The full listing is to be transcribed exactly, with each picture left out.

━━━ Supplied material

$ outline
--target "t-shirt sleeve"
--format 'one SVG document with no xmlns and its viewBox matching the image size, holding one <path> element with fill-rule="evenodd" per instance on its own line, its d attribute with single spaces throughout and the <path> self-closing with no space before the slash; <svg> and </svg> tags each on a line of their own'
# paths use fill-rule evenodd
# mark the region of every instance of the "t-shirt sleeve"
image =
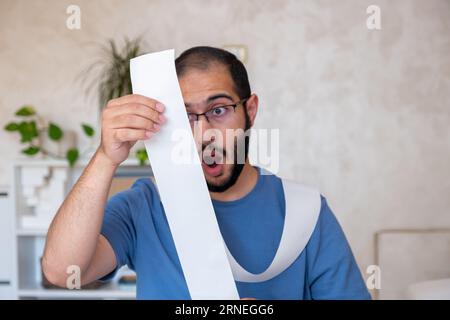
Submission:
<svg viewBox="0 0 450 320">
<path fill-rule="evenodd" d="M 130 208 L 128 193 L 123 191 L 108 200 L 101 228 L 101 234 L 108 240 L 116 255 L 117 267 L 100 280 L 110 280 L 124 265 L 134 269 L 133 257 L 136 242 L 136 230 Z"/>
<path fill-rule="evenodd" d="M 344 232 L 323 197 L 307 246 L 307 268 L 312 299 L 371 299 Z"/>
</svg>

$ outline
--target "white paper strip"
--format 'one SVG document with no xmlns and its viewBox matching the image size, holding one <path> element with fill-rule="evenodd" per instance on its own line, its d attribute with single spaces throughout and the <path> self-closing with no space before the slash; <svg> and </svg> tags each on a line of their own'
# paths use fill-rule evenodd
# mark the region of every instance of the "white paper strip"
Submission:
<svg viewBox="0 0 450 320">
<path fill-rule="evenodd" d="M 192 299 L 239 299 L 198 155 L 180 163 L 173 158 L 185 132 L 186 149 L 195 146 L 175 70 L 174 50 L 130 61 L 133 93 L 166 106 L 161 131 L 145 147 Z M 190 144 L 190 145 L 189 145 Z"/>
<path fill-rule="evenodd" d="M 283 179 L 283 191 L 286 201 L 283 233 L 270 266 L 259 274 L 248 272 L 226 248 L 236 281 L 263 282 L 275 278 L 300 256 L 311 238 L 320 214 L 320 193 L 286 179 Z"/>
</svg>

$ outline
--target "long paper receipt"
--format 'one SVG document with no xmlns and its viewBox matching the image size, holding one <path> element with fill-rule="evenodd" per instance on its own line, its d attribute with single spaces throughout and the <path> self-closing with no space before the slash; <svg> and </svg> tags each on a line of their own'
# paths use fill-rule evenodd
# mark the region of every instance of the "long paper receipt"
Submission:
<svg viewBox="0 0 450 320">
<path fill-rule="evenodd" d="M 174 58 L 167 50 L 130 61 L 133 93 L 166 107 L 167 122 L 145 148 L 191 298 L 239 299 L 198 154 L 196 161 L 180 162 L 173 152 L 180 148 L 177 132 L 184 132 L 186 149 L 195 146 Z"/>
</svg>

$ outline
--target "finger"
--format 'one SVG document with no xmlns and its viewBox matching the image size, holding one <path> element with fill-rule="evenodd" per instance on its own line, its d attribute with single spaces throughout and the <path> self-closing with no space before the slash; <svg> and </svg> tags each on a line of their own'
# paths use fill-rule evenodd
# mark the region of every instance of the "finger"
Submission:
<svg viewBox="0 0 450 320">
<path fill-rule="evenodd" d="M 139 104 L 147 105 L 147 106 L 155 109 L 156 111 L 159 111 L 159 112 L 163 111 L 162 103 L 160 103 L 159 101 L 157 101 L 155 99 L 152 99 L 152 98 L 149 98 L 146 96 L 142 96 L 139 94 L 129 94 L 129 95 L 126 95 L 123 97 L 112 99 L 108 102 L 108 107 L 116 107 L 116 106 L 120 106 L 120 105 L 128 104 L 128 103 L 139 103 Z"/>
<path fill-rule="evenodd" d="M 112 118 L 109 124 L 109 128 L 131 128 L 158 131 L 160 129 L 160 125 L 152 120 L 135 114 L 123 114 Z"/>
<path fill-rule="evenodd" d="M 117 129 L 114 131 L 114 138 L 119 142 L 147 140 L 154 135 L 153 132 L 137 129 Z"/>
<path fill-rule="evenodd" d="M 109 117 L 116 117 L 123 114 L 135 114 L 158 123 L 163 123 L 165 121 L 165 117 L 159 111 L 140 103 L 127 103 L 112 107 L 108 111 Z"/>
</svg>

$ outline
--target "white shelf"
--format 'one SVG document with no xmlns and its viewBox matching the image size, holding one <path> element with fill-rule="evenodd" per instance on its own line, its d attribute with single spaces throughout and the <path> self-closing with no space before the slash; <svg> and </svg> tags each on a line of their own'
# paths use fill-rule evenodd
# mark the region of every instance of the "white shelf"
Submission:
<svg viewBox="0 0 450 320">
<path fill-rule="evenodd" d="M 72 168 L 73 170 L 68 172 L 67 186 L 64 188 L 67 188 L 67 190 L 71 188 L 88 161 L 88 159 L 80 159 Z M 42 227 L 42 224 L 36 225 L 36 227 L 26 224 L 26 227 L 24 227 L 21 223 L 24 216 L 33 214 L 33 210 L 26 204 L 22 189 L 24 168 L 30 167 L 68 168 L 68 163 L 65 160 L 52 159 L 20 159 L 14 163 L 14 186 L 10 193 L 12 208 L 8 210 L 12 224 L 9 230 L 15 230 L 11 234 L 11 249 L 14 252 L 14 259 L 12 259 L 14 265 L 9 268 L 12 269 L 11 287 L 14 289 L 11 297 L 14 299 L 135 299 L 136 286 L 118 285 L 120 270 L 113 280 L 96 289 L 68 290 L 44 288 L 42 286 L 40 258 L 44 250 L 48 228 Z M 121 164 L 115 177 L 128 178 L 151 175 L 150 166 L 139 166 L 136 159 L 128 159 Z"/>
<path fill-rule="evenodd" d="M 27 288 L 19 288 L 19 299 L 135 299 L 136 287 L 119 287 L 116 283 L 108 283 L 98 289 L 46 289 L 40 284 Z"/>
<path fill-rule="evenodd" d="M 17 229 L 16 234 L 18 237 L 45 237 L 47 229 L 21 228 Z"/>
<path fill-rule="evenodd" d="M 90 159 L 82 158 L 75 163 L 75 167 L 85 167 Z M 69 167 L 67 160 L 51 159 L 51 158 L 18 158 L 14 161 L 14 166 L 42 166 L 42 167 Z M 139 161 L 134 158 L 128 158 L 120 164 L 120 167 L 134 167 L 139 166 Z M 148 164 L 143 168 L 149 167 Z"/>
</svg>

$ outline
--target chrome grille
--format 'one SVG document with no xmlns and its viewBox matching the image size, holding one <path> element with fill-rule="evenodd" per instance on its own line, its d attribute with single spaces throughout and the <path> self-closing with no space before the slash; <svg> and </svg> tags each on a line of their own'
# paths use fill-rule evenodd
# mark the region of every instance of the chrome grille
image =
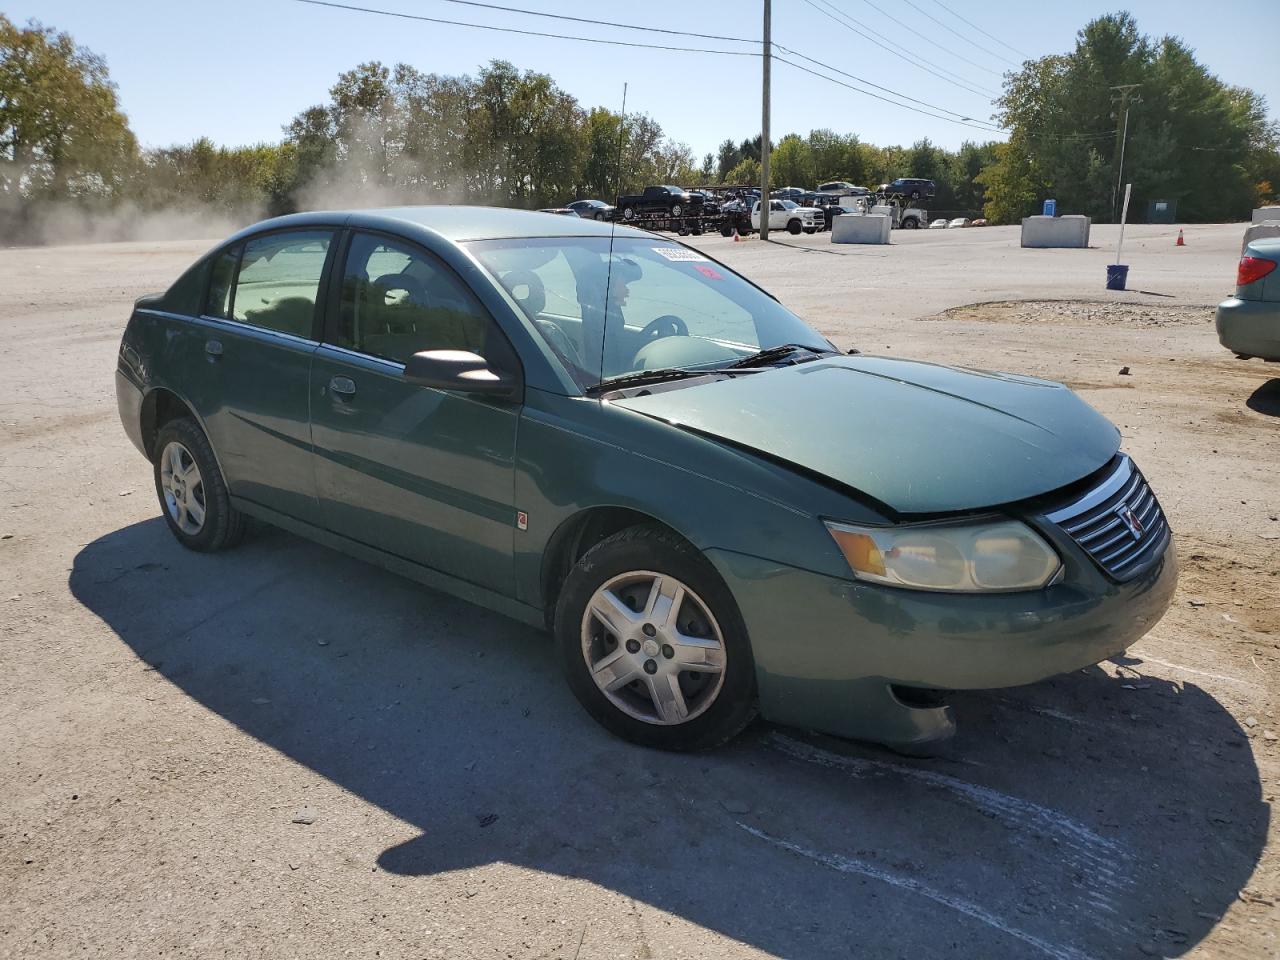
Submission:
<svg viewBox="0 0 1280 960">
<path fill-rule="evenodd" d="M 1102 483 L 1046 516 L 1117 580 L 1135 576 L 1169 541 L 1156 495 L 1125 456 Z"/>
</svg>

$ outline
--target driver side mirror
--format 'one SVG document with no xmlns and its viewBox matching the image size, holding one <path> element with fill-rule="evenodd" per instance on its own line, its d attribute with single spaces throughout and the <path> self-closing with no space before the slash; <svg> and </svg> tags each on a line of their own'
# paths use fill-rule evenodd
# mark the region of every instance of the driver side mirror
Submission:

━━━━━━

Answer below:
$ outline
--target "t-shirt sleeve"
--format 'one SVG document with no xmlns and its viewBox matching the image size, holding one <path> element with fill-rule="evenodd" per instance on its own line, its d attribute with single spaces throughout and the <path> self-closing with no space before the slash; <svg> and </svg> tags each on a line of their own'
# paths use fill-rule evenodd
# mark the region of every instance of the "t-shirt sleeve"
image =
Submission:
<svg viewBox="0 0 450 320">
<path fill-rule="evenodd" d="M 130 208 L 128 193 L 123 191 L 108 200 L 101 228 L 101 234 L 108 240 L 116 255 L 117 267 L 100 280 L 110 280 L 124 265 L 134 269 L 133 257 L 136 242 L 136 230 Z"/>
<path fill-rule="evenodd" d="M 344 232 L 323 197 L 307 246 L 307 268 L 312 299 L 371 299 Z"/>
</svg>

$ outline
--target "white paper strip"
--format 'one SVG document with no xmlns and its viewBox matching the image size, holding one <path> element with fill-rule="evenodd" per instance on its own line, its d attribute with single spaces throughout and the <path> self-closing with no space before the slash; <svg> and </svg> tags each on a line of their own'
# paths use fill-rule evenodd
# mark the region of every instance of the "white paper strip"
Submission:
<svg viewBox="0 0 450 320">
<path fill-rule="evenodd" d="M 192 299 L 239 299 L 198 155 L 180 163 L 173 158 L 185 132 L 186 149 L 195 146 L 175 70 L 174 50 L 130 61 L 133 93 L 166 106 L 161 131 L 145 147 Z M 190 144 L 190 145 L 189 145 Z"/>
<path fill-rule="evenodd" d="M 283 179 L 283 191 L 286 201 L 283 233 L 270 266 L 259 274 L 248 272 L 226 248 L 236 281 L 263 282 L 275 278 L 300 256 L 311 238 L 320 214 L 320 193 L 286 179 Z"/>
</svg>

$ outline
--target "long paper receipt"
--format 'one SVG document with no xmlns and its viewBox matching the image size, holding one <path> element with fill-rule="evenodd" per instance on its own line, its d attribute with single spaces throughout and the <path> self-closing with no space before the slash; <svg> and </svg> tags each on a line of their own'
# paths use fill-rule evenodd
# mark the region of every instance of the "long paper receipt"
Submission:
<svg viewBox="0 0 450 320">
<path fill-rule="evenodd" d="M 174 58 L 167 50 L 130 61 L 133 93 L 166 107 L 167 122 L 145 148 L 191 298 L 239 299 L 198 154 L 196 161 L 180 162 L 173 152 L 180 148 L 177 132 L 184 132 L 186 149 L 195 146 Z"/>
</svg>

$ outline
--target "finger"
--format 'one SVG document with no xmlns and its viewBox matching the image size, holding one <path> element with fill-rule="evenodd" per instance on its own line, its d attribute with single spaces throughout and the <path> self-closing with no space before the slash; <svg> and </svg> tags each on a line of their own'
# paths use fill-rule evenodd
# mark the region of every instance of the "finger"
Submission:
<svg viewBox="0 0 450 320">
<path fill-rule="evenodd" d="M 139 104 L 147 105 L 147 106 L 155 109 L 156 111 L 159 111 L 159 112 L 163 111 L 162 103 L 160 103 L 159 101 L 157 101 L 155 99 L 152 99 L 152 98 L 149 98 L 146 96 L 142 96 L 139 94 L 129 94 L 129 95 L 126 95 L 123 97 L 112 99 L 108 102 L 108 107 L 116 107 L 116 106 L 120 106 L 120 105 L 128 104 L 128 103 L 139 103 Z"/>
<path fill-rule="evenodd" d="M 112 118 L 109 124 L 109 128 L 131 128 L 158 131 L 160 129 L 160 125 L 152 120 L 135 114 L 123 114 Z"/>
<path fill-rule="evenodd" d="M 117 129 L 114 131 L 114 138 L 119 142 L 147 140 L 154 135 L 153 132 L 137 129 Z"/>
<path fill-rule="evenodd" d="M 109 117 L 116 117 L 123 114 L 135 114 L 158 123 L 163 123 L 165 121 L 165 117 L 159 111 L 140 103 L 127 103 L 112 107 L 108 111 Z"/>
</svg>

$ outline
--target "white shelf"
--format 'one SVG document with no xmlns and its viewBox matching the image size, holding one <path> element with fill-rule="evenodd" per instance on its own line, its d attribute with single spaces throughout and the <path> self-closing with no space before the slash; <svg> and </svg> tags each on a line of their own'
# paths use fill-rule evenodd
# mark the region of every instance of the "white shelf"
Submission:
<svg viewBox="0 0 450 320">
<path fill-rule="evenodd" d="M 72 168 L 73 170 L 68 172 L 67 186 L 64 188 L 67 188 L 67 190 L 71 188 L 88 161 L 88 159 L 80 159 Z M 42 227 L 42 224 L 36 225 L 36 227 L 26 224 L 26 227 L 24 227 L 21 223 L 24 216 L 33 214 L 33 210 L 26 204 L 22 189 L 24 168 L 30 167 L 68 168 L 68 163 L 65 160 L 52 159 L 20 159 L 14 163 L 14 186 L 10 193 L 12 208 L 8 210 L 12 224 L 9 230 L 15 230 L 11 234 L 11 249 L 14 252 L 14 259 L 12 259 L 14 265 L 9 268 L 12 269 L 11 287 L 14 289 L 11 297 L 14 299 L 135 299 L 136 286 L 118 285 L 120 270 L 113 280 L 96 289 L 68 290 L 44 288 L 42 286 L 40 258 L 44 250 L 48 228 Z M 121 164 L 115 177 L 128 178 L 151 175 L 150 166 L 139 166 L 136 159 L 128 159 Z"/>
<path fill-rule="evenodd" d="M 27 288 L 19 288 L 19 299 L 135 299 L 136 287 L 119 287 L 116 283 L 108 283 L 98 289 L 46 289 L 40 284 Z"/>
<path fill-rule="evenodd" d="M 17 229 L 16 234 L 18 237 L 45 237 L 47 229 L 21 228 Z"/>
<path fill-rule="evenodd" d="M 90 159 L 82 158 L 75 163 L 75 167 L 85 167 Z M 69 167 L 67 160 L 51 159 L 51 158 L 18 158 L 14 161 L 14 166 L 42 166 L 42 167 Z M 139 161 L 134 158 L 128 158 L 120 164 L 120 167 L 134 167 L 139 166 Z M 148 164 L 143 168 L 149 167 Z"/>
</svg>

$ outline
--target chrome grille
--format 'one SVG document with no xmlns and its viewBox matching the image size, holding one <path> element with fill-rule="evenodd" per instance on its own line, its d attribute with single spaces throughout and the <path> self-closing with no space before the slash; <svg> and </svg> tags each on a line of their own'
# paths use fill-rule evenodd
# mark the region of every instance of the chrome grille
image =
Submission:
<svg viewBox="0 0 1280 960">
<path fill-rule="evenodd" d="M 1102 483 L 1046 516 L 1117 580 L 1135 576 L 1169 541 L 1156 495 L 1125 456 Z"/>
</svg>

$ outline
--target driver side mirror
--format 'one SVG document with no xmlns and its viewBox matching the image size, holding one <path> element with fill-rule="evenodd" per instance on its own line, its d attribute with single spaces throughout and the <path> self-closing with no space before the slash; <svg> and </svg> tags each on a line of their own'
# paths use fill-rule evenodd
# mark the region of every instance of the driver side mirror
Submission:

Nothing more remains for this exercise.